[Entries from a point annotation set]
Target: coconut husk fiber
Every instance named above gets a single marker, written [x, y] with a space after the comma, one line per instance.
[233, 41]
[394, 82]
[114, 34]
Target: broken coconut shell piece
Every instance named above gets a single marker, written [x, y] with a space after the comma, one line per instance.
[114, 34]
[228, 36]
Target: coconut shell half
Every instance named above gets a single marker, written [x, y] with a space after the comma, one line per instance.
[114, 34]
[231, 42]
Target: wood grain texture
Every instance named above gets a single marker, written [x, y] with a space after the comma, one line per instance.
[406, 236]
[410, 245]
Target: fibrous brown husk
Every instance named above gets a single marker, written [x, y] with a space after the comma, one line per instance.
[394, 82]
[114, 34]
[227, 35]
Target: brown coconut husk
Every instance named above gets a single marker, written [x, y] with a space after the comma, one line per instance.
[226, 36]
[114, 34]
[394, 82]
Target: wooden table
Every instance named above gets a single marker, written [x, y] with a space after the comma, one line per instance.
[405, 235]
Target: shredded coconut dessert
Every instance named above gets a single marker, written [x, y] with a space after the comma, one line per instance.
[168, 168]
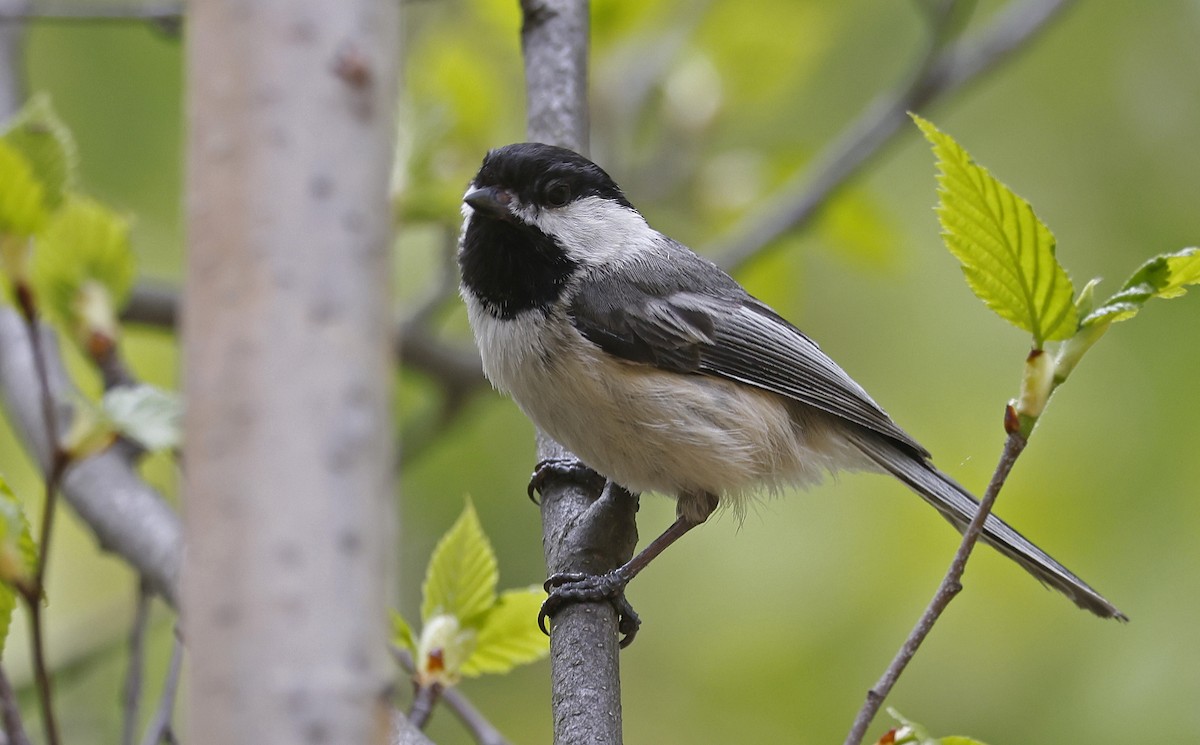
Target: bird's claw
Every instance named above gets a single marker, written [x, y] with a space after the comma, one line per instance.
[567, 588]
[565, 468]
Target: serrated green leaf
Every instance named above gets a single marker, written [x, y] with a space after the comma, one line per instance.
[47, 144]
[18, 556]
[83, 265]
[149, 415]
[1163, 276]
[911, 732]
[509, 635]
[402, 634]
[462, 575]
[91, 431]
[23, 210]
[1007, 253]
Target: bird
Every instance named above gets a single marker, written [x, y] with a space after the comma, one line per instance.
[663, 373]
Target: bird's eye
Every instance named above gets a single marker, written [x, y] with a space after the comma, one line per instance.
[557, 193]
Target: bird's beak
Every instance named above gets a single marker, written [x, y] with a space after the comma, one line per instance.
[491, 199]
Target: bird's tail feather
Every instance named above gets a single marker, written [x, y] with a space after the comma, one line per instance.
[959, 508]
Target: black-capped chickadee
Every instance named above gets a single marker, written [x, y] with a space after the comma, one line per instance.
[660, 372]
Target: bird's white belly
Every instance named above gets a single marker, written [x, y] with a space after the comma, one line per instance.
[651, 430]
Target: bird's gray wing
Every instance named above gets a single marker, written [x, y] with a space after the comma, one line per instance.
[719, 331]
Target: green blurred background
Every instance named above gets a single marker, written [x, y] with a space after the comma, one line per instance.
[772, 630]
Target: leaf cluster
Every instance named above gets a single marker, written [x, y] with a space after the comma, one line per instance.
[1009, 260]
[469, 629]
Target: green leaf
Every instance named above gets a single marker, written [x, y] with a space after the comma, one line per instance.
[46, 142]
[1007, 253]
[911, 732]
[402, 634]
[23, 210]
[462, 574]
[149, 415]
[83, 266]
[1163, 276]
[18, 556]
[509, 635]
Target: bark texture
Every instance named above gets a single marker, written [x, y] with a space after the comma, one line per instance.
[583, 643]
[287, 350]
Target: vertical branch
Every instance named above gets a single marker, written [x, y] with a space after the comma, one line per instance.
[583, 650]
[286, 330]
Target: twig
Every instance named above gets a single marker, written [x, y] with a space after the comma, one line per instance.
[942, 71]
[34, 593]
[131, 696]
[10, 713]
[127, 516]
[423, 704]
[159, 730]
[481, 731]
[456, 368]
[951, 586]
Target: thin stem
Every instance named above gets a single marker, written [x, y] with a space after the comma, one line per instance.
[946, 592]
[159, 731]
[90, 12]
[423, 704]
[483, 731]
[10, 713]
[59, 460]
[132, 692]
[943, 70]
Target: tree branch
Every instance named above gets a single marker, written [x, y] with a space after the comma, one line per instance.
[951, 586]
[159, 728]
[583, 643]
[155, 11]
[942, 71]
[127, 517]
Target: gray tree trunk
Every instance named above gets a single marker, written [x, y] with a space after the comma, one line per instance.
[286, 336]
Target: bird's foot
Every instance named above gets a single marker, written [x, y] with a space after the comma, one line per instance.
[564, 468]
[567, 588]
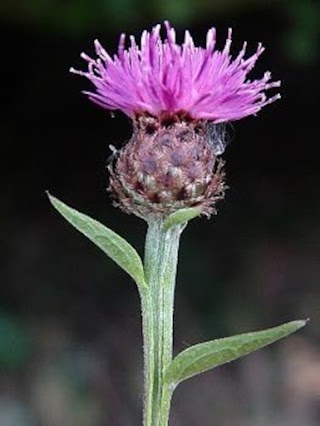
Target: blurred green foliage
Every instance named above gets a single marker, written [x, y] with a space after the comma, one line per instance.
[15, 342]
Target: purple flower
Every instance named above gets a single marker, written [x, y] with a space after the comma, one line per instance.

- _YOUR GOAL_: All of the records need repeating exactly, except for the pictures.

- _WRITTEN REPLY_:
Target: coconut husk fiber
Every instance named above gets a single marker, written [x, y] with a space after the comma, one line per instance.
[233, 41]
[394, 82]
[114, 34]
Target: broken coconut shell piece
Every instance named above gets a single marker, written [x, y] with a space after the comma, one line per instance.
[114, 34]
[228, 36]
Target: coconut shell half
Every instance named above gets a single marker, written [x, y] with a space after the comma, one line per instance.
[114, 34]
[231, 42]
Target: wood grain texture
Every instance named above gets a single marker, written [x, y] with a space after the comma, one line per instance.
[406, 236]
[410, 245]
Target: fibrous brown husk
Every instance named above gets a single marker, written [x, y] with a space after the comma, one line per instance.
[394, 82]
[114, 34]
[227, 35]
Target: brown coconut husk
Every instance named above gets a single marker, written [x, y] with a space after the comma, one line per instance.
[226, 36]
[114, 34]
[394, 82]
Target: wooden table
Every instance named above gets a single marker, written [x, y] with a space after the comma, one line per instance.
[405, 235]
Target: shredded coconut dessert
Every instance named above gets a single marker, written [x, y] with a space after the comma, one line per instance.
[168, 168]
Target: bird's claw
Every instance named above gets a single marker, written [x, y] with a space after the comma, one line per instance.
[567, 588]
[565, 468]
Target: serrated green leaf
Every instance named above gets a single marker, written [x, y] with a space after the comma, one line per instance.
[47, 144]
[18, 556]
[83, 265]
[149, 415]
[1163, 276]
[911, 732]
[509, 635]
[402, 634]
[462, 575]
[91, 431]
[23, 210]
[1007, 253]
Target: bird
Every instance named above gets a single marker, written [x, y] with a space after the comma, one line per instance.
[663, 373]
Target: bird's eye
Every instance named above gets a single marker, written [x, y] with a space after the comma, one line per instance.
[557, 193]
Target: bird's beak
Every instance named above gets a single marker, written [x, y] with a space after the comma, one line per instance.
[491, 199]
Target: bird's tail feather
Every instance named above gets a single marker, written [x, y] with a space after the comma, one line per instance.
[959, 508]
Target: black-capped chickadee
Every instance named above gets a single marker, written [x, y] with a space after the comma, one line per instance.
[660, 372]
Target: bird's white belly
Every instance named above gets a single marker, written [x, y] with a space after the comma, one line per instance.
[651, 430]
Target: bird's gray wing
Every instance named above gets a single marker, written [x, y] with a space after the comma, one line per instance.
[719, 331]
Target: green blurred background
Every instance named above gets a single marker, written [x, y] with a space after the comma, one line per instance.
[772, 630]
Target: leaf cluster
Every instance named above gets a single marker, written [x, y] with a space after the comma, one line per instance.
[1009, 260]
[469, 629]
Target: green leaf
Every instance named above gets a single marker, written [x, y] with a space after the comma, one line per instance.
[46, 142]
[1007, 253]
[911, 732]
[402, 634]
[23, 210]
[462, 574]
[149, 415]
[83, 266]
[1163, 276]
[18, 556]
[509, 635]
Target: bark texture
Every instance named above gets a single marker, written [x, y] with a space after the comma, one line per instance.
[583, 643]
[287, 350]
Target: vertical branch
Every instance named above gets a single marker, written [x, y] with a space after the comma, one line per instance.
[583, 650]
[286, 330]
Target: twig
Every instance named above gets a single marker, written [x, y] with a space after the comma, one line per instance.
[942, 71]
[34, 593]
[131, 696]
[10, 713]
[127, 516]
[423, 704]
[159, 730]
[481, 731]
[456, 368]
[951, 586]
Target: thin stem
Every instance named above gets a single marker, written [x, y] with a space after the comma, one line per instance.
[946, 592]
[159, 731]
[90, 12]
[423, 704]
[483, 731]
[10, 713]
[59, 460]
[132, 692]
[943, 70]
Target: tree branch
Every instance named above gets a single marker, written [x, y] with a space after the comma, one line per instance.
[951, 586]
[159, 728]
[583, 643]
[155, 11]
[942, 71]
[127, 517]
Target: gray tree trunk
Every instance named above gets a single marker, written [x, y] with a space after the comma, one line per instance.
[286, 336]
Target: bird's foot
Every instance named above gets a single marker, written [x, y] with a space after the comma, one line per instance.
[564, 468]
[567, 588]
Target: blurred green foliage
Every instance named above gets a single marker, written [x, y] with a space after the comma, one line per instance.
[15, 342]
Target: purple flower
Every instance named above gets a single marker, written [x, y] with a space after the comma, one line per instance.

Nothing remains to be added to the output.